TAREFAS A CUMPRIR:
1. As afirmações abaixo estão de acordo com o trecho sobre a decisão de desconsideração da personalidade jurídica? Responda sim ou não a cada uma, citando sem alterações as palavras do trecho que decidem a resposta. (a) A citação dos sócios deve ser feita por via postal, com aviso de recebimento. (b) O prazo fixado para o pagamento da execução é de 72 horas. (c) Os sócios a serem incluídos no polo passivo são os que constam do espelho de dados do CNE/Receita Federal.
2. Prolongue o trecho sobre a decisão de desconsideração da personalidade jurídica, começando logo depois da última frase apresentada.

TRECHO DA PÁGINA:
_____
O ato impugnado no mandamus consiste na decisão que desconsiderou a personalidade jurídica da empresa reclamada e direcionou a execução contra o patrimônio da impetrante, determinando a sua citação para pagamento do crédito obreiro no prazo de 48 horas, nos seguintes termos:.
"Vistos.
Tendo em vista que não são conhecidos bens de propriedade da empresa executada, desconsidero a sua personalidade jurídica e determino a inclusão no polo passivo da lide do(s) sócio(s) constante(s) do espelho de dados do CNE/Receita Federal.
Após, cite-o(s) pela via postal, com aviso de recebimento, conforme autorizado pelo § 1º do art. 238 do Provimento Geral Consolidado do TRT da 10ª Região, para pagar a execução, no prazo de 48 horas, sob pena de penhora de bens, ou ainda, sendo sócio da pessoa jurídica devedora principal, indicar bens da sociedade para constrição (art. 795 do NCPC).
Decorrido o prazo para pagamento, prossiga-se a partir do item 2 do comando de fl.102."
_____
MATERIAL FORNECIDO:

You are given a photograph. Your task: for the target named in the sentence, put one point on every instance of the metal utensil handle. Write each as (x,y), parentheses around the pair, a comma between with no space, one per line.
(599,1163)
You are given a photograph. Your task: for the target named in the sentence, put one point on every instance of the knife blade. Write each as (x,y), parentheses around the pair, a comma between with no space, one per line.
_____
RESPOSTAS POR TAREFA:
1.
(a) Sim: "cite-o(s) pela via postal, com aviso de recebimento".
(b) Não: "no prazo de 48 horas".
(c) Sim: "do(s) sócio(s) constante(s) do espelho de dados do CNE/Receita Federal".

2.
Exarei a decisão de ID d413056 no sentido de indeferir a petição inicial e extinguir o processo, sem resolução de mérito, na forma do permissivo inscrito nos incisos I e IV do art.
485 do NCPC, porquanto concluí que a pretensão da impetrante não encontra guarida em sede de mandado de segurança, porque esbarra no impeditivo constante do inciso II do artigo 5º da Lei nº 12.016/2009, que veda a impetração de mandado de segurança contra decisão judicial que possa ser modificada por recurso próprio.
Contra essa decisão o autor interpõe o presente agravo interno, defendendo o cabimento da ação mandamental, pois, segundo entende, "não há recurso próprio para recorrer da decisão que determinou a despersonalização da pessoa jurídica na EXECUÇÃO PROVISÓRIA e o prosseguimento da execução em face da pessoa física." Prossegue sua irresignação insistindo nos mesmos argumentos já veiculados na exordial.
Verifica-se, contudo, que os argumentos expendidos em agravo interno não levam à conclusão de modificação do entendimento adotado em juízo monocrático.
Os fatos narrados na peça de ingresso demonstram que nos autos da reclamação trabalhista noticiada pela impetrante, a ação se encontra em adiantada fase de execução, na qual, ante a impossibilidade de se garantir o crédito obreiro no patrimônio da empresa executada (devedora principal), buscou-se direcionar a execução contra o patrimônio de sua sócia, ora impetrante.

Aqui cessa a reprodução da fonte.